Directions – Render the material again word for word, skipping the pictures in it.

Data records –
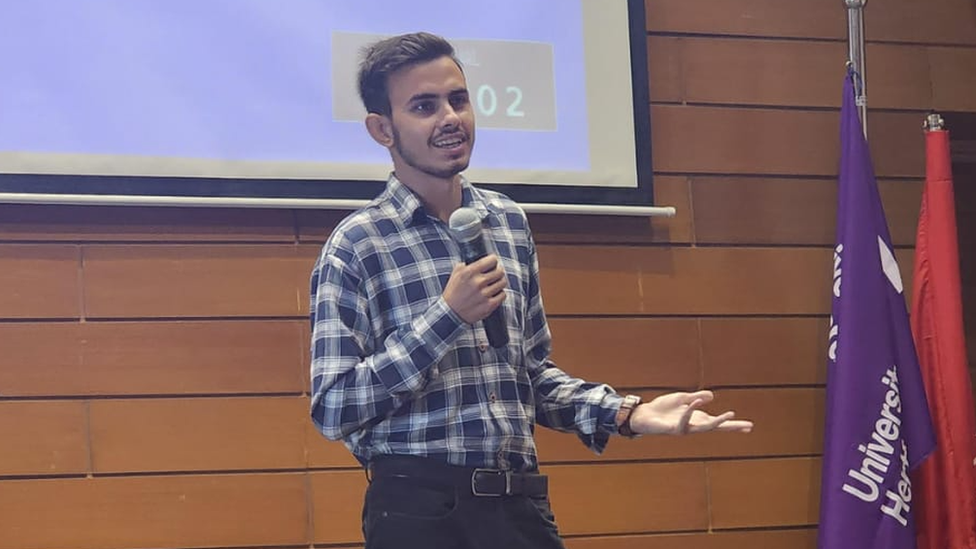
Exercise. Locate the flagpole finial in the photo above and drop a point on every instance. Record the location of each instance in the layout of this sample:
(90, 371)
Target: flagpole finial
(933, 122)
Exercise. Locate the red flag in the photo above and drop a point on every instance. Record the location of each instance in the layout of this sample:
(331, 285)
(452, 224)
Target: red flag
(945, 484)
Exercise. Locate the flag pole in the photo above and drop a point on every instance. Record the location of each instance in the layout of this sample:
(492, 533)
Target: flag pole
(856, 57)
(934, 122)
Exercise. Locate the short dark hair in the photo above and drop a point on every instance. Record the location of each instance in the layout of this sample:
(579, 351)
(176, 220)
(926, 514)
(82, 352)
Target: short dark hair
(383, 58)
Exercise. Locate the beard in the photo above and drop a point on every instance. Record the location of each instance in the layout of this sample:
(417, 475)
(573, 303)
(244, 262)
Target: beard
(453, 168)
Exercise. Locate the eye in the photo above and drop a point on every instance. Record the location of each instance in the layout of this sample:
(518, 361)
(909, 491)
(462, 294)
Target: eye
(423, 107)
(459, 101)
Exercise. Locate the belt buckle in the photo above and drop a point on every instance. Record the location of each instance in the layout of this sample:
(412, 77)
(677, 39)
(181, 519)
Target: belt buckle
(508, 482)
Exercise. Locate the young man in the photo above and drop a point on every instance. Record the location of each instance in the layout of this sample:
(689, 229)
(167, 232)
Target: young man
(401, 369)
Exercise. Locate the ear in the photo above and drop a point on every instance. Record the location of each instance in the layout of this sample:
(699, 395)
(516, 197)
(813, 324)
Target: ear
(380, 129)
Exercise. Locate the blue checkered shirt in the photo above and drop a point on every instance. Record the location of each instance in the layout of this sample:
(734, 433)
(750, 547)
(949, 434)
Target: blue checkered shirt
(396, 371)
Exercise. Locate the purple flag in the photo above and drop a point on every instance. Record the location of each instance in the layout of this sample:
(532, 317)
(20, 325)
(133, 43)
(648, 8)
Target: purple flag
(877, 426)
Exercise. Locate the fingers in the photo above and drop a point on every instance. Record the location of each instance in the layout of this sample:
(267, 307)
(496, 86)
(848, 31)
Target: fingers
(491, 279)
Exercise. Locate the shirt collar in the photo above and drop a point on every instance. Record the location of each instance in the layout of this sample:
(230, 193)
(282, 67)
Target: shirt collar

Solved problem –
Exercise. Locate the flagpole finial in the photo above and drop a point on every instance. Record the location of each instance in the layout of this sample:
(90, 371)
Target: flagpole finial
(933, 122)
Exercise. Locate the red flag in the photo above and drop a point on every instance. Record the location of each instance in the layout of this sample:
(331, 285)
(452, 224)
Target: red flag
(945, 484)
Exercise. Locate the flag pole in the photo above and drop a point on every instance. Record the location of each instance in the layout of this sample:
(492, 533)
Target: flag pole
(856, 57)
(934, 122)
Exercise. Locate the short dark hair in the photo above and drop a point on every instance. Record the location of each instance in the layout of this sample:
(579, 351)
(176, 220)
(926, 514)
(82, 352)
Target: short dark hair
(383, 58)
Exercise. Locate the beard in the photo above and drop a point on every instance. Record the location of each instance in the layout of this sample:
(417, 475)
(573, 303)
(244, 262)
Target: beard
(453, 168)
Exercise. Locate the eye in the photo above and drop a point on every instance. Record the location of each instance in the layout of this sample:
(518, 361)
(909, 491)
(462, 294)
Target: eye
(423, 107)
(459, 101)
Exercise. Locate the belt buckle in the photo above and drop a point on every instance. Record the location of each instance in the layout of this sample:
(412, 77)
(677, 39)
(181, 519)
Target: belt buckle
(508, 482)
Exercise. Locate the young man in the photo above and drop a point on every instance. Record the location of each instance in the layout of this sample:
(689, 229)
(167, 232)
Target: young man
(401, 369)
Exercise. Locate the ear in the photo above and drop a point on every instance. Record the location of each instance in the layout of this sample:
(699, 395)
(516, 197)
(813, 324)
Target: ear
(380, 129)
Exercise. Locate the blue checkered shirt in the photo above and drop a point on every instance. Record the location of each instance in the layout of this sample:
(734, 433)
(750, 547)
(949, 434)
Target: blue checkered shirt
(396, 371)
Exercise. Locate the purple flag in the photo above and drop a point on every instance. Record the location of each instance in the layout of this sample:
(532, 317)
(20, 325)
(133, 43)
(648, 8)
Target: purple flag
(877, 426)
Exercise. Locate the fingers in the photo above and drop a point on every instance. Record the location of each instance in the layout of this sample:
(267, 307)
(496, 86)
(848, 31)
Target: fingers
(491, 279)
Exercise. Locate the shirt collar in the photo above and drop a point on every instance. Record the location of each instance in the layout of this sample:
(230, 193)
(282, 67)
Target: shirt collar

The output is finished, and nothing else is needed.